Parsing Log Files

Learning Exercise

Introduction

Package regexp offers support for regular expressions in Go.

Syntax

The syntax of the regular expressions accepted is the same general syntax used by Perl, Python, and other languages.

Both the search patterns and the input texts are interpreted as UTF-8.

When using backticks (`) to make strings, backslashes (\) don't have any special meaning and don't mark the beginning of special characters like tabs \t or newlines \n:

"\t\n" // regular string literal with 2 characters: a tab and a newline
`\t\n`// raw string literal with 4 characters: two backslashes, a 't', and an 'n'

Because of this, using backticks is desirable to make regular expressions, because it means we don't need to escape backslashes:

"\\" // string with a single backslash
`\\` // string with 2 backslashes

Compiling patterns - `RegExp` type

To use a regular expression, we first must compile the string pattern. Compilation here means taking the string pattern of the regular expression and converting it into an internal representation that is easier to work with. We only need to compile each pattern once, after that we can use the compiled version of the regular expression many times. The type regexp.Regexp represents a compiled regular expression. We can compile a string pattern into a regexp.Regexp using the function regexp.Compile. This function returns nil and an error if compilation failed:

re, err := regexp.Compile(`(a|b)+`)
fmt.Println(re, err) // => (a|b)+ <nil>
re, err = regexp.Compile(`a|b)+`)
fmt.Println(re, err) // => <nil> error parsing regexp: unexpected ): `a|b)+`

Function MustCompile is a convenient alternative to Compile:

re = regexp.MustCompile(`[a-z]+\d*`)

Using this function, there is no need to handle an error.

Caution

MustCompile should only be used when we know for sure the pattern does compile, as otherwise the program will panic.

Regular expression methods

There are 16 methods of Regexp that match a regular expression and identify the matched text. Their names are matched by this regular expression:

Find(All)?(String)?(Submatch)?(Index)?

If All is present, the routine matches successive non-overlapping matches of the entire expression.
If String is present, the argument is a string; otherwise it is a slice of bytes; return values are adjusted as appropriate.
If Submatch is present, the return value is a slice identifying the successive submatches of the expression.
If Index is present, matches and submatches are identified by byte index pairs within the input string.

There are also methods for:

replacing matches of regular expressions with replacement strings and
splitting of strings separated by regular expressions.

All-in-all, the regexp package defines more than 40 functions and methods. We will demonstrate the use of a few methods below. Please see the API documentation for details of these and other functions.

`MatchString` Examples

Method MatchString reports whether a string contains any match of a regular expression.

re = regexp.MustCompile(`[a-z]+\d*`)

*Material provided*:
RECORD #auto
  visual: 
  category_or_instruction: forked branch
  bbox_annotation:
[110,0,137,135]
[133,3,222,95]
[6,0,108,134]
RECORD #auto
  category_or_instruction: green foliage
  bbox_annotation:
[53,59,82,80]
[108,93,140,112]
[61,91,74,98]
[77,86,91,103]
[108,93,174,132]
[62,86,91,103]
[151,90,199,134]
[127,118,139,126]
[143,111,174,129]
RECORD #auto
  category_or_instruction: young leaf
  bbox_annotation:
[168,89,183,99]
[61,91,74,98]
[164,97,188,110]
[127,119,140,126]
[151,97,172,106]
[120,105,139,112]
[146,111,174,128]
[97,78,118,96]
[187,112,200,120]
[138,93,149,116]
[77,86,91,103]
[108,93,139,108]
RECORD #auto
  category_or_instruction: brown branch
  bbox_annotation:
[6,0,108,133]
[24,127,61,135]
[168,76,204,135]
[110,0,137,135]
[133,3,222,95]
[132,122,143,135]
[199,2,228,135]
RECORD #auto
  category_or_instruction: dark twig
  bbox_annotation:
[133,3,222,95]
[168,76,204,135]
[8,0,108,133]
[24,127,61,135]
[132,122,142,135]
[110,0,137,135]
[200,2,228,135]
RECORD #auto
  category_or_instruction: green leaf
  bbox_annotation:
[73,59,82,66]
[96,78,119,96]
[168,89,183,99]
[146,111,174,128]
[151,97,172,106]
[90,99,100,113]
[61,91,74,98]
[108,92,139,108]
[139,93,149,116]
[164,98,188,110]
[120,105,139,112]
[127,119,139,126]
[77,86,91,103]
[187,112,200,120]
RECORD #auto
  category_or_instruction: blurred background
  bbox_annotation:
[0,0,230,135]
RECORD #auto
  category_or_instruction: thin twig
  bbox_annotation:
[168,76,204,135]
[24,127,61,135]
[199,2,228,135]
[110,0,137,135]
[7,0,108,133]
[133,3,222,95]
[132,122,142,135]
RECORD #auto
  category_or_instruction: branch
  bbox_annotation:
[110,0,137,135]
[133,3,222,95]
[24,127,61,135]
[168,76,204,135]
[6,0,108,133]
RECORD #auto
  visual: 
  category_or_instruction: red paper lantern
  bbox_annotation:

*Instructions*:
1. In the log-parsing exercise, why is writing regular expressions with backticks recommended?
2. Extract the passage of the log-parsing exercise from "If All is present, the" to "of the expression.".
3. The log-parsing exercise gives a pattern that matches the names of the Regexp find methods. List each optional word in that pattern.

*Answers to the exercise*:
1. In a string made with backticks, a backslash has no special meaning and does not start special characters such as \t or \n. This means backslashes in a regular expression don't need to be escaped.

2.
If All is present, the routine matches successive non-overlapping matches of the entire expression.
If String is present, the argument is a string; otherwise it is a slice of bytes; return values are adjusted as appropriate.
If Submatch is present, the return value is a slice identifying the successive submatches of the expression.

3. All, String, Submatch, Index